Prompt 1:
Summarize the stock option plan excerpt in two sentences.
Prompt 2:
Reproduce word for word the portion of the stock option plan excerpt running from "(a)     No ISOs shall" down to "date of grant.".

+++ Document section +++

6.  Special Provisions Applicable to ISOs.

     The following special provisions shall be applicable to ISOs granted under the Plan.

     (a)     No ISOs shall be granted under the Plan after ten (10) years from the earlier of (i) the date the Plan is adopted or (ii) the date the Plan is approved by the holders of the Common Stock.

     (b)     ISOs may not be granted to a person who owns stock possessing more than 10% of the total combined voting power of all classes of stock of the Company, any of its Subsidiaries, or any “parent corporation” (a “Parent”) of the Company, within the meaning of Section 424(e) of the Code, unless (i) the exercise price is no less than 110% of the Fair Market Value of the underlying Common Stock on the date of grant and (ii) the ISO is not exercisable after the expiration of five years from the date of grant.

     (c)     If the aggregate Fair Market Value of the Common Stock with respect to which ISOs are exercisable for the first time by any Optionee during a calendar year (under all plans of the Company and its Parents and Subsidiaries) exceeds $100,000, such ISOs shall be treated, to the extent of such excess, as Non-Qualified Options. For purposes of the preceding sentence, the Fair Market Value of the Common Stock shall be determined at the time the ISOs covering such shares were granted.

7.  Adjustment upon Changes in Capitalization.

     (a)     In the event that (i) the outstanding shares of Common Stock or capital structure of the Company are changed by reason of reorganization, merger, consolidation, recapitalization, reclassification, stock split, reverse stock split, combination or exchange of shares and the like, or dividends payable in shares of Common Stock, or (ii) an extraordinary dividend is declared by the Company on the Common Stock, whether payable in the form of cash, stock or any other form of consideration (including debentures), the Committee shall make such

A-6


appropriate adjustment to the aggregate number of shares of Common Stock available under the Plan, the number of shares of Common Stock subject to Options that may be granted to any person in any one year, and the number of shares of Common Stock and price per share of Common Stock subject to outstanding Options, as determined by the Committee, in its sole discretion, to be appropriate. If the Company shall be reorganized, consolidated or merged with another corporation, or if all or substantially all of the assets of the Company shall be sold or exchanged, an Optionee shall at the time of such corporate event be entitled to receive upon the exercise of his Option the same number and kind of shares of stock or the same amount of property, cash or securities as he would have been entitled to receive upon the occurrence of any such corporate event as if he had been, immediately prior to such event, the holder of the number of shares of Common Stock covered by his Option; provided, however, that if any such event occurs or if the Company enters into an agreement to undertake any such event, the Committee may, in its sole discretion, cancel any outstanding Options and pay to such Optionees, in cash or stock, or any combination thereof, the value of any such vested Options as determined by the Committee based on the price per share of Common Stock received or to be received by the stockholders of the Company upon such event. The immediately prior sentence is not intended to provide for any automatic acceleration of vesting of any Option, which shall be left to the sole discretion of the Committee.

+++ Material provided +++

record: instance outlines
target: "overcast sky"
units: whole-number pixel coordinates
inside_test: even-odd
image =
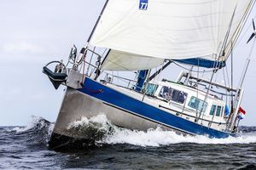
[[[55,90],[42,68],[51,60],[67,60],[73,43],[79,48],[85,44],[104,2],[0,2],[0,126],[26,125],[32,115],[55,121],[64,88]],[[253,31],[251,19],[256,18],[254,8],[234,51],[236,85],[251,48],[246,41]],[[177,73],[173,71],[173,77]],[[256,126],[255,82],[256,49],[244,84],[247,115],[241,125]]]

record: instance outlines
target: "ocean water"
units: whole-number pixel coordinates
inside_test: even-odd
[[[0,168],[5,169],[256,169],[256,127],[238,137],[179,136],[115,127],[100,115],[69,128],[94,129],[94,144],[56,152],[48,148],[54,123],[33,116],[26,127],[0,127]]]

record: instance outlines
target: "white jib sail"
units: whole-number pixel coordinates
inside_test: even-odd
[[[109,0],[90,43],[116,53],[125,52],[130,57],[136,54],[145,58],[201,57],[216,60],[235,8],[239,7],[233,19],[236,27],[251,3],[252,0]],[[235,33],[235,27],[230,35]],[[140,63],[134,66],[136,70],[140,70]]]

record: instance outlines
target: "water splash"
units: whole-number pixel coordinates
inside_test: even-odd
[[[42,117],[32,116],[32,122],[28,126],[15,128],[12,131],[15,131],[16,133],[29,133],[31,136],[41,136],[41,138],[44,138],[44,141],[47,143],[53,128],[54,123],[50,123]],[[249,128],[254,129],[251,128],[246,129]],[[79,132],[83,135],[90,134],[94,138],[96,144],[130,144],[139,146],[158,147],[178,143],[213,144],[256,143],[255,130],[246,131],[246,133],[239,133],[237,137],[226,139],[210,139],[201,135],[183,136],[172,131],[163,130],[160,128],[148,129],[146,132],[120,128],[112,124],[104,114],[100,114],[90,119],[82,117],[81,120],[70,123],[68,130]]]
[[[102,139],[96,139],[98,144],[130,144],[140,146],[161,146],[177,143],[196,144],[249,144],[256,143],[256,132],[240,133],[237,137],[226,139],[210,139],[202,135],[183,136],[172,131],[166,131],[160,128],[148,131],[130,130],[113,125],[105,115],[73,122],[70,127],[96,126],[96,132],[104,132]]]

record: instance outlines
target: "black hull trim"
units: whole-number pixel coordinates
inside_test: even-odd
[[[49,148],[57,151],[89,150],[96,147],[95,140],[84,138],[73,138],[53,133],[49,141]]]

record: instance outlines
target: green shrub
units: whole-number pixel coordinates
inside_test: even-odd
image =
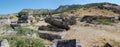
[[[20,36],[3,36],[0,39],[7,39],[10,47],[45,47],[40,39]]]

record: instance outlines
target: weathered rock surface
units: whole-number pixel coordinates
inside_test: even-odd
[[[47,40],[54,40],[54,39],[61,39],[60,35],[54,35],[54,34],[48,34],[48,33],[39,33],[39,36],[43,39],[47,39]]]
[[[6,40],[6,39],[2,40],[0,47],[10,47],[9,43],[8,43],[8,40]]]
[[[61,28],[57,28],[55,26],[52,25],[47,25],[47,26],[39,26],[38,30],[44,30],[44,31],[54,31],[54,32],[62,32],[64,31],[64,29]]]
[[[110,43],[106,43],[104,47],[113,47]]]
[[[45,19],[45,22],[47,22],[55,27],[69,30],[70,27],[68,26],[67,22],[65,22],[65,19],[66,18],[61,18],[61,17],[47,17]]]

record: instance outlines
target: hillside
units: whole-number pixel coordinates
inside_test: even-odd
[[[120,6],[112,3],[91,3],[85,5],[65,5],[56,9],[56,15],[66,16],[119,16]]]

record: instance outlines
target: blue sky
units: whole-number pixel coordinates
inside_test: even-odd
[[[22,9],[56,9],[60,5],[110,2],[120,5],[120,0],[0,0],[0,14],[17,13]]]

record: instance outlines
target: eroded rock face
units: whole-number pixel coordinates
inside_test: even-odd
[[[93,23],[93,20],[96,20],[97,16],[84,16],[80,22]]]
[[[2,40],[0,47],[10,47],[8,40],[7,39]]]
[[[119,16],[118,20],[120,21],[120,16]]]
[[[53,35],[53,34],[48,34],[48,33],[39,33],[39,36],[43,39],[47,39],[47,40],[54,40],[54,39],[61,39],[60,35]]]

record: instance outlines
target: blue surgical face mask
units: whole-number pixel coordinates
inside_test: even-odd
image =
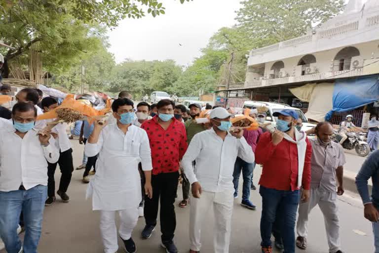
[[[219,122],[221,125],[218,126],[217,127],[222,131],[227,131],[231,127],[231,122],[230,121],[219,121]]]
[[[288,126],[290,124],[286,121],[278,119],[276,121],[276,129],[281,132],[286,132],[291,128],[291,127]]]
[[[34,127],[34,121],[29,123],[21,123],[13,121],[13,127],[21,132],[26,132]]]
[[[162,121],[164,122],[167,122],[172,119],[172,117],[174,117],[174,115],[172,114],[165,114],[164,113],[160,113],[158,116],[159,117],[159,119],[162,120]]]
[[[134,120],[134,113],[125,113],[119,115],[121,119],[119,120],[122,125],[129,125]]]

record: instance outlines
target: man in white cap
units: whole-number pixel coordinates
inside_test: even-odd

+++

Expected output 1:
The plan limits ISOs in three ways: it bars grants more than ten years after the plan's adoption or stockholder approval; it restricts grants to holders of more than 10% of the combined voting power unless the exercise price is at least 110% of Fair Market Value and the option expires within five years; and it treats ISOs first exercisable in a calendar year above $100,000 in Fair Market Value as Non-Qualified Options to the extent of the excess. It also directs the Committee to adjust share numbers and prices after changes in capitalization or extraordinary dividends, entitles Optionees to the same consideration as stockholders upon a reorganization, merger, or sale of substantially all assets, and permits the Committee instead to cancel outstanding Options and pay the value of vested ones.

Expected output 2:
(a)     No ISOs shall be granted under the Plan after ten (10) years from the earlier of (i) the date the Plan is adopted or (ii) the date the Plan is approved by the holders of the Common Stock.

     (b)     ISOs may not be granted to a person who owns stock possessing more than 10% of the total combined voting power of all classes of stock of the Company, any of its Subsidiaries, or any “parent corporation” (a “Parent”) of the Company, within the meaning of Section 424(e) of the Code, unless (i) the exercise price is no less than 110% of the Fair Market Value of the underlying Common Stock on the date of grant and (ii) the ISO is not exercisable after the expiration of five years from the date of grant.